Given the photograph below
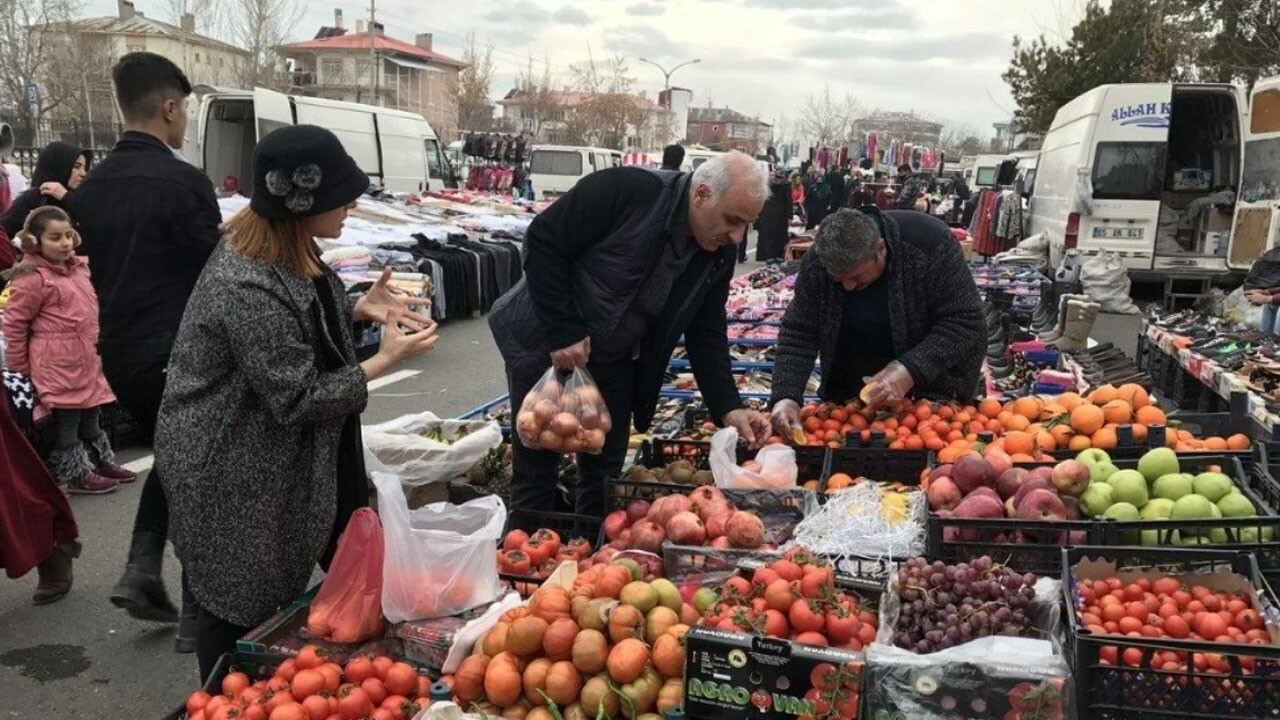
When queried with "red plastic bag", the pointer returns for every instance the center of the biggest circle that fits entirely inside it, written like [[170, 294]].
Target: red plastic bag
[[348, 607]]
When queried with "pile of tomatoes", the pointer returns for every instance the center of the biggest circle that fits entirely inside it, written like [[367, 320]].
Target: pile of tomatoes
[[310, 688], [795, 598], [1165, 607]]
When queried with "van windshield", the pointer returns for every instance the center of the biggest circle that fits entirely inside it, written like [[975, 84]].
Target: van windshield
[[556, 163], [1129, 171]]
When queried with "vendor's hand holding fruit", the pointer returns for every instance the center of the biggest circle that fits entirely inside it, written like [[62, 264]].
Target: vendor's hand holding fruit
[[752, 427], [572, 356], [382, 299], [888, 386]]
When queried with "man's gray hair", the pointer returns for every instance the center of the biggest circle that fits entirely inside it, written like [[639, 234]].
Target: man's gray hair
[[846, 238], [722, 171]]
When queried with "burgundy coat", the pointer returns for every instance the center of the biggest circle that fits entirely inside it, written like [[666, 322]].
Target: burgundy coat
[[50, 332]]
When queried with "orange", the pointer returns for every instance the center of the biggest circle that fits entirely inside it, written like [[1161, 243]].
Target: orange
[[1118, 411], [1070, 400], [1134, 395], [1102, 395], [990, 406], [1079, 442], [1150, 415], [1018, 442], [1087, 419], [1028, 406], [1104, 438], [1016, 423]]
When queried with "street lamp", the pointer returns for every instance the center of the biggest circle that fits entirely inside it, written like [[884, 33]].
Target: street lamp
[[667, 74]]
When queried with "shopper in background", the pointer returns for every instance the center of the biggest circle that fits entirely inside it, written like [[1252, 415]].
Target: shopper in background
[[616, 272], [672, 158], [886, 300], [37, 527], [266, 355], [149, 220]]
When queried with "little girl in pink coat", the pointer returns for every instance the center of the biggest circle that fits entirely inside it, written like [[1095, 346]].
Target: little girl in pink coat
[[50, 332]]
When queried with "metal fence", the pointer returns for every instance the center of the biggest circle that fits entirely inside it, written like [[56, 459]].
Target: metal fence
[[31, 136]]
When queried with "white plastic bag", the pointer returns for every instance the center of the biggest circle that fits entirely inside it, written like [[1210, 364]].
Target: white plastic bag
[[439, 557], [776, 465], [400, 447], [1106, 281]]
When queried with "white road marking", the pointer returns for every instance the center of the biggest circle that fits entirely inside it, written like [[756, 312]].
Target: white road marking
[[393, 378]]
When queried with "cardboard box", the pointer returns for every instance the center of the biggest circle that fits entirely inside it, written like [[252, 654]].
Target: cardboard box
[[728, 674]]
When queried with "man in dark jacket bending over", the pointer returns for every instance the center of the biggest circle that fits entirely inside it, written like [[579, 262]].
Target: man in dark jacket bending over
[[885, 296], [616, 272]]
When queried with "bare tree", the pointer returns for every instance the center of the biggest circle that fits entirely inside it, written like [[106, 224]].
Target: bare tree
[[260, 27], [470, 90], [827, 119]]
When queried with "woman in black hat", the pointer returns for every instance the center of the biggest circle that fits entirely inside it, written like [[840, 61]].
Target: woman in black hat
[[259, 433]]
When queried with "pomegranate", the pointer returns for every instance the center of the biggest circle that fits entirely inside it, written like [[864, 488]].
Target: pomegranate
[[648, 536], [745, 531], [615, 523], [686, 528]]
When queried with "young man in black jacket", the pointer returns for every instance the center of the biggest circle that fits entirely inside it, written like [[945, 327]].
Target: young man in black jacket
[[616, 272], [885, 296], [149, 222]]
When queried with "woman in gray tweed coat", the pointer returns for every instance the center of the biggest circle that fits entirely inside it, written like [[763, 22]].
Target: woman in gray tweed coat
[[885, 296], [259, 433]]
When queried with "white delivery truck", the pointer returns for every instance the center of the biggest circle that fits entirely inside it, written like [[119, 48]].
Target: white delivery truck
[[398, 150], [1151, 171], [554, 169]]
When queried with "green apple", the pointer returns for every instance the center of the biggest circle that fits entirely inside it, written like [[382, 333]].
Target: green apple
[[1192, 507], [1157, 509], [1096, 500], [1092, 456], [1130, 487], [1235, 505], [1101, 472], [1171, 487], [1212, 486]]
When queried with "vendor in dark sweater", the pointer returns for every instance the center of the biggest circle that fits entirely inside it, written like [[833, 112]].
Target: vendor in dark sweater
[[616, 272], [886, 297]]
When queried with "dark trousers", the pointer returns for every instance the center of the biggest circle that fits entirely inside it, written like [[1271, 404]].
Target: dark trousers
[[138, 386], [214, 637], [72, 427], [534, 473]]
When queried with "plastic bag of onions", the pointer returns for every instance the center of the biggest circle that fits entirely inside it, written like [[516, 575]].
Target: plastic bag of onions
[[565, 413]]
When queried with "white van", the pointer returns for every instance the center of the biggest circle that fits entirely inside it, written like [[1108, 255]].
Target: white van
[[554, 169], [1142, 171], [398, 150]]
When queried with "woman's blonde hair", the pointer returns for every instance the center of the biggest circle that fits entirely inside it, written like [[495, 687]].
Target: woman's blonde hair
[[37, 222], [286, 242]]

### Task statement
Output every line above verbatim, omitting the pictures.

### Answer for the task
Given the photograph below
When queried with "red plastic bag", the pointer returns for every instance the center of the biggest circle that fits entirely inside it, written like [[170, 294]].
Target: red plastic bag
[[348, 607]]
When queried with "pile of tomatoes", the pointer returns for every instance the center of the biggest circle that fits entirely inside it, written like [[367, 320]].
Target: pile of tomatoes
[[310, 688], [795, 598], [1165, 607]]
When queried with "van windshield", the pointer returns for every instance the center of the biggest circle that fits entirely inside it, written like [[975, 84]].
Target: van windshield
[[556, 163], [1129, 171]]
When queried with "vendor's hand holding fruit", the pointer returns for every instance the center of the biggest circle that fits entirely inside it, written like [[62, 264]].
Target: vendor's hand holding fruit
[[752, 427], [572, 356], [382, 299], [888, 386]]
When queried with "man's gray hair", the pointer returns for every instance the center of the biggest circle that fits entirely inside it, written like [[639, 234]].
Target: man's gray hair
[[846, 238], [722, 171]]
When queried with "burgundy coat", the pointer returns for every instance the center of the biggest circle that fits entirely inside it, written like [[666, 322]].
Target: burgundy coat
[[50, 332]]
When queried with "orange", the pointer returns for every instance the center of the biggest circle that fits entirely inside it, written like [[1161, 243]].
Target: orange
[[1118, 411], [1070, 400], [1134, 395], [1102, 395], [990, 406], [1079, 442], [1150, 415], [1018, 442], [1087, 419], [1028, 406], [1104, 438], [1016, 423]]
When queried with "street lamp", the pointer returns for every instance the center of the biggest circle that fits entirely inside it, written like [[884, 33]].
Target: street lamp
[[667, 74]]
When queried with "shopper in background", the pointer returns for every instance the center of the biggest circle that fits entirely inside it, written like [[1252, 415]].
Target: shopper in background
[[616, 272], [672, 158], [886, 300], [37, 527], [266, 355], [149, 220]]
When queried with "little girl in pink coat", the pointer returns for every instance the center of the biggest circle that fits entirely inside it, written like [[1095, 346]].
Target: little girl in pink coat
[[50, 332]]
When queried with "metal fence", the pointer returns for every instance the center of the biggest circle that fits entirely inside it, written like [[56, 459]].
Target: metal fence
[[31, 136]]
When queried with "white plastic bag", the pointer returns for every instance the center of the biggest circle that fits entirely inside it, written like [[1210, 364]].
Target: white plastic bag
[[439, 557], [776, 465], [400, 447], [1106, 281]]
When queried with "white road marking", the pointer returns for every instance the center of the biggest circle that fits entirely inside it, written like [[756, 312]].
Target: white road marking
[[393, 378]]
When queried with "cardboard box", the pointer returns for every instance the center of the biggest circle that fits entirely inside it, written like [[252, 654]].
Target: cardboard box
[[728, 674]]
When queried with "man in dark jacket bending over", the pointer returns for every instance the center of the biggest circle that fits entirely inside it, written like [[579, 262]].
Target: man in dark jacket bending over
[[885, 296], [616, 272]]
When queried with "bare tree", the pointer returns for every instance the center of the biggest circle that fits entirely inside it, written like [[106, 224]].
Target: bare tree
[[260, 27], [470, 90], [827, 119]]
When queried with "woman in black hat", the pointer returns for every instance the center of the biggest circle that fits entirely inside it, written like [[840, 61]].
Target: woman in black hat
[[259, 433]]
When queried with "pomegranate", the pointer returns for every instance the center of the biggest circle that fits entirely inside it, written like [[864, 488]].
Target: pomegranate
[[648, 536], [745, 531], [615, 523], [686, 528]]
When queried with "young man in black jacket", the pointer returns for every instance the center of the biggest circle that fits entirely inside it, written like [[945, 327]].
Target: young man in black jacket
[[616, 272], [885, 296], [149, 222]]
When queried with "woman in gray tweed coat", the pointer returns for every instance the center of the biggest circle that fits entirely inside it, written like [[763, 22]].
Target: woman in gray tweed coat
[[885, 296], [259, 433]]
When queried with "white delivery truck", the pointer returns for every instance the center of the biggest circle that fits entirely inside it, written like [[119, 48]].
Target: white delivery truck
[[398, 150], [1151, 171], [554, 169]]
When queried with "green apple", the pointer returns for every instance the center of the biggest circle that fits entirely inside it, written like [[382, 333]].
Target: green apple
[[1192, 507], [1157, 509], [1096, 500], [1092, 456], [1130, 487], [1235, 505], [1101, 472], [1171, 487], [1212, 486]]
When queried with "vendor in dark sweater", the pointer returns for every instance the center of the biggest circle that fits entirely inside it, written like [[833, 112]].
Target: vendor in dark sweater
[[616, 272], [886, 297]]
When queried with "dark trousers", the pointer returns for every instance the center of the biggest circle that fits entirely inside it, written like [[1271, 404]].
Target: dark trousers
[[138, 386], [214, 637], [72, 427], [534, 473]]
When queried with "plastic bag of onions", the pointer returns for every instance the center of the biggest circle that fits entirely inside it, written like [[516, 575]].
Target: plastic bag of onions
[[565, 413]]
When queried with "white van", the pointer returns for every instance the center of the biggest circle that fits entirely inside it, written like [[1108, 255]].
Target: white van
[[554, 169], [1142, 171], [398, 150]]
When queried with "woman's blonde hair", the pointer returns for every instance the center of the biggest circle that fits entirely inside it, written like [[495, 687]].
Target: woman's blonde hair
[[37, 222], [286, 242]]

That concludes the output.